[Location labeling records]
__________
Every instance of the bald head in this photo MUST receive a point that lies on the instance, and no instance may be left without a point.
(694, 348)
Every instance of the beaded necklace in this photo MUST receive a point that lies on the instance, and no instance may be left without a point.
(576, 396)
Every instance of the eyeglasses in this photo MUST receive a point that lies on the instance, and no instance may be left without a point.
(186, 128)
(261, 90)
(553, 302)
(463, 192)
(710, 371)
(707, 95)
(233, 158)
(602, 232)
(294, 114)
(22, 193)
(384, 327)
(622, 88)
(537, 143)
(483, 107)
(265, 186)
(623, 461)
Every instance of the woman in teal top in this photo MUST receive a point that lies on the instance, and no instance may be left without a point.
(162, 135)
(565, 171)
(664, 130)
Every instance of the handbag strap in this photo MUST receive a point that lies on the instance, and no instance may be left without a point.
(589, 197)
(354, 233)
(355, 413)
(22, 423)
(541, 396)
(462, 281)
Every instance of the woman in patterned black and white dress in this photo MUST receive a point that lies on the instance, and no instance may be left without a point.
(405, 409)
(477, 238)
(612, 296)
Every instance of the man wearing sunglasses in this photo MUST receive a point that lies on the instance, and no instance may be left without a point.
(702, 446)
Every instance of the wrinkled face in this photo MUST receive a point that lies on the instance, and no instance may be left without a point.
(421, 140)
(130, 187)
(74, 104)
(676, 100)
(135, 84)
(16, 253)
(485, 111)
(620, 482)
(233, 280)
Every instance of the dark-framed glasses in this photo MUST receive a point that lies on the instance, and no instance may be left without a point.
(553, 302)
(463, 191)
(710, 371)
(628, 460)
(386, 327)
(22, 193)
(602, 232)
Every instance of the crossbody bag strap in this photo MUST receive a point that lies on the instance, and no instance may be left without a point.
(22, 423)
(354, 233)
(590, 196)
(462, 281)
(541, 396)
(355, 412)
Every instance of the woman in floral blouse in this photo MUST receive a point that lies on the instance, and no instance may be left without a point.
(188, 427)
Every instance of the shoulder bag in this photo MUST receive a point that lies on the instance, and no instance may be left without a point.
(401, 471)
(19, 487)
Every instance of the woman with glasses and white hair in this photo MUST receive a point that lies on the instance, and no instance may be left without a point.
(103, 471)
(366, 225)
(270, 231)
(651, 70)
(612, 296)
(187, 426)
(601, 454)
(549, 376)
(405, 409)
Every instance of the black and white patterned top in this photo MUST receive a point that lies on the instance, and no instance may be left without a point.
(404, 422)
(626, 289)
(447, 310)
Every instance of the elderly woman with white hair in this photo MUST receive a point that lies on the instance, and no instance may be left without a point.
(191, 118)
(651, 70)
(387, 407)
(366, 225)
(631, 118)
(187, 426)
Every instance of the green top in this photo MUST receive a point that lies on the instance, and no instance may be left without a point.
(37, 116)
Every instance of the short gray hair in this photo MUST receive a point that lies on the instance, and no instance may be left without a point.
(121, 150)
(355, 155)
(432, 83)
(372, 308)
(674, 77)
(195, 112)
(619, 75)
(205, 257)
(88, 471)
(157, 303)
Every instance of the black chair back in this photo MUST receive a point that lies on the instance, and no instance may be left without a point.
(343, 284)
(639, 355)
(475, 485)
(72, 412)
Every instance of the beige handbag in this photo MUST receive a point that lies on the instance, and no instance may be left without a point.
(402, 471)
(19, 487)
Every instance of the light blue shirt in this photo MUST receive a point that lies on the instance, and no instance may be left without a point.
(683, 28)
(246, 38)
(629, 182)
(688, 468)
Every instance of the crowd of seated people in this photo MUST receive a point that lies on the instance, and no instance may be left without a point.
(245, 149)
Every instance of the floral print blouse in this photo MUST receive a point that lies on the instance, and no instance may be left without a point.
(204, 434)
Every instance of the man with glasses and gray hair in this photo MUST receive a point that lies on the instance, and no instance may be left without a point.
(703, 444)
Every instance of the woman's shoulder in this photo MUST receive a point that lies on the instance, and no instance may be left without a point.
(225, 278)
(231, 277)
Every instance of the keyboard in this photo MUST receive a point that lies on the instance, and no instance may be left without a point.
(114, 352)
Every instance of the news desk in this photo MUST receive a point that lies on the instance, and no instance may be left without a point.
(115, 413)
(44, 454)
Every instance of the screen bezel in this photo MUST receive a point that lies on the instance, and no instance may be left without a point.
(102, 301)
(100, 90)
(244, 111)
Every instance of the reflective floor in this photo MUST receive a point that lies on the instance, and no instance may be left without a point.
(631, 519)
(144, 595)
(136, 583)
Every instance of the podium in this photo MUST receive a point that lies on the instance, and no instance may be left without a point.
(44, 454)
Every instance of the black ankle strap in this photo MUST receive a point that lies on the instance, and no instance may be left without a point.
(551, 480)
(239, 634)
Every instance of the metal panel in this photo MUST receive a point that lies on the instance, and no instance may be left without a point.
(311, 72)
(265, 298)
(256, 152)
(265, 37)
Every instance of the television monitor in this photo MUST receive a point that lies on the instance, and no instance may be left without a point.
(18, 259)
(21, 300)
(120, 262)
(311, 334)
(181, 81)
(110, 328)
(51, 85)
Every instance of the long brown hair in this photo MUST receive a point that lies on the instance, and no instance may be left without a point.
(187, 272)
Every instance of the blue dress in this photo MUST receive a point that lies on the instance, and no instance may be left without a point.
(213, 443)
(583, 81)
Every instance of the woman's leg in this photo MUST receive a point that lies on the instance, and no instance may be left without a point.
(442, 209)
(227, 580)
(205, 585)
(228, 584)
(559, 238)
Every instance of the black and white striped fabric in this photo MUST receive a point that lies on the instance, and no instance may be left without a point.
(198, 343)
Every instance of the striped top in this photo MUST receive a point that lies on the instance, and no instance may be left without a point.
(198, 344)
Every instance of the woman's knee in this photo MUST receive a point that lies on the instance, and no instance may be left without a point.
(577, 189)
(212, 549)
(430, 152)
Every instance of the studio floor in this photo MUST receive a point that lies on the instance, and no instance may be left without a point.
__________
What to work on ::
Restate every entry word for word.

Response for this exercise ::
Every instance of the bald head in this photo MUST receive a point that lies on the instance, and no instance may be left without a point.
(694, 348)
Every instance of the beaded necklace in this photo MUST receive a point that lies on the instance, and no instance may be left without a point.
(576, 396)
Every instance of the eyeglasses in this photo MUST receive a point that lies on the instance, and no instance may be left without a point.
(186, 128)
(261, 90)
(553, 302)
(463, 192)
(710, 371)
(707, 95)
(233, 158)
(602, 232)
(294, 114)
(22, 193)
(384, 327)
(622, 88)
(537, 143)
(483, 107)
(265, 186)
(623, 461)
Every instance of the woman in teal top in this photo MUST receive a point that lies on the instance, and no instance may be left without a point.
(162, 135)
(565, 171)
(664, 130)
Every instance of the handbag strap in this photo MUST receive a point that lies on the instance, and no instance may be left without a point.
(589, 197)
(354, 233)
(355, 413)
(22, 423)
(541, 396)
(462, 281)
Every instance of the woman in patterned black and white dress in this photo MUST receive a point that lies on the instance, and no instance may be left without a point.
(405, 409)
(477, 238)
(612, 296)
Every instance of the man wearing sunglasses in this photo MUST receive a point that lies on the instance, and no instance may be left without a point.
(702, 446)
Every instance of the wrinkled face in this photo MUST receive a point that lies on the instance, and no instance may be left without a point.
(421, 140)
(130, 187)
(74, 104)
(676, 100)
(135, 84)
(16, 253)
(485, 111)
(620, 482)
(233, 280)
Every instance of the dark-framed glasses in this photo MUST receive a point that lies on the instance, and no instance may be left without a point.
(553, 302)
(463, 191)
(710, 371)
(628, 460)
(386, 327)
(22, 193)
(602, 232)
Every instance of the crossbody bag strap in this photo MUST receive a point that lies on the instance, and no instance may be left without a point.
(22, 423)
(354, 233)
(590, 196)
(462, 281)
(541, 396)
(355, 412)
Every instance of the woman in floral blouse in this photo MUST receive a point that lies on the instance, and no instance may be left without a point.
(188, 427)
Every instance of the shoulder bag in this photo MUST receive a point that lies on the instance, and no instance may be left without a point.
(401, 471)
(19, 487)
Every instance of the woman with glasses and white hair in this photo MUST receive a point that lies on the instance, and no instance may be left without a point.
(103, 471)
(366, 225)
(270, 231)
(651, 70)
(612, 296)
(187, 426)
(601, 454)
(549, 376)
(405, 409)
Every instance of the black and white patterned top in this photo MUST receive a point that lies on the instance, and no instance may be left without a point.
(404, 422)
(626, 289)
(447, 310)
Every instance of the elderly woman with white hair in this photo MUST receive a point that lies on the instance, and no instance may be left without a point.
(191, 118)
(651, 70)
(387, 407)
(366, 225)
(631, 118)
(187, 426)
Every instance of the green top in this photo MUST receive a point that lies on the instance, and no instance may be left without a point.
(37, 116)
Every instance of the short gray hair in this photo MUST receive a point that lies on the instance, and no instance may be left without a point.
(121, 150)
(355, 155)
(432, 83)
(372, 308)
(674, 77)
(195, 112)
(619, 75)
(205, 257)
(88, 471)
(157, 303)
Every instance of the black chair back in this photo MUST receive a point that lies on the instance, and no instance may be left without a point.
(343, 284)
(639, 355)
(475, 485)
(72, 412)
Every instance of the beige handbag in this photo MUST receive a point that lies on the instance, and no instance may be left without a point.
(402, 471)
(19, 487)
Every instance of the light blue shirt in this photo MUST receive a point that lies on the instance, and no instance may be left without a point.
(683, 28)
(246, 38)
(629, 182)
(688, 468)
Every instance of the crowd of seated people in this photo MUST receive a point that lies on the instance, and no instance may be left without a point.
(245, 149)
Every instance of the floral print blouse in this photo MUST receive a point that lies on the instance, and no instance may be left without a point.
(204, 434)
Every instance of the man with glasses and gray hair in this photo MUST receive a point that lies on the instance, and no instance may be left without a point.
(703, 444)
Every instance of the woman's shoulder in this photo MUST receive a point that lies on the instance, and no instance may be left without a point.
(225, 278)
(231, 277)
Every instance of the keyboard in this photo MUST receive a point that lies on the instance, and no instance may be left without a point.
(114, 352)
Every instance of the news desk in this photo MUST receive a point that lies on the instance, and no instance may be left without a point.
(115, 413)
(44, 454)
Every instance of the screen bezel in this photo MUST receive a point that lies on the instance, and no instance may be left without a point.
(102, 301)
(100, 90)
(244, 111)
Every instance of the reflective floor in this photo MUST receive a point that lies on the instance, and no instance may be left without a point.
(631, 519)
(144, 595)
(136, 583)
Every instance of the podium in this photo MUST receive a point that lies on the instance, and no instance may be left without a point.
(44, 454)
Every instance of the black ankle strap in this photo MUST receive a point that lies on the instance, and no instance may be left without a point.
(551, 480)
(239, 634)
Every instance of the metal panel in this photo MUST receive a point that lies on the instance, and no instance may be left without a point.
(311, 72)
(265, 298)
(256, 152)
(265, 37)
Every instance of the television monitor in this photo MUST receive a point that lies on the instance, and no instance may be left without a point.
(18, 259)
(21, 300)
(120, 262)
(311, 334)
(181, 81)
(110, 328)
(51, 85)
Every instance of the long brown hair in this photo MUST receive a point that lies on the instance, and no instance may be left without a point.
(187, 272)
Every instance of the blue dress in this photo MUST receive a point that lies on the instance, and no instance may be left without a point.
(213, 443)
(583, 81)
Every instance of the woman's leg in this photo MUST receive a point that lies on the instance, and no instance may be left without a point.
(442, 209)
(227, 580)
(205, 585)
(228, 584)
(559, 238)
Every instance of the black and white striped fabric in this photo MUST receive a point that lies on the instance, and no instance may be left without a point.
(198, 343)
Every instance of the striped top in this photo MUST receive a point that lies on the instance, and no instance may be left without a point.
(198, 344)
Every instance of the woman's knee in this photo MUST receive a point that lies on the instance, and no instance may be left without a point.
(577, 189)
(212, 549)
(430, 152)
Every instance of the studio floor in this photo MUST receive a point that lies on the instance, and no instance may be left without a point.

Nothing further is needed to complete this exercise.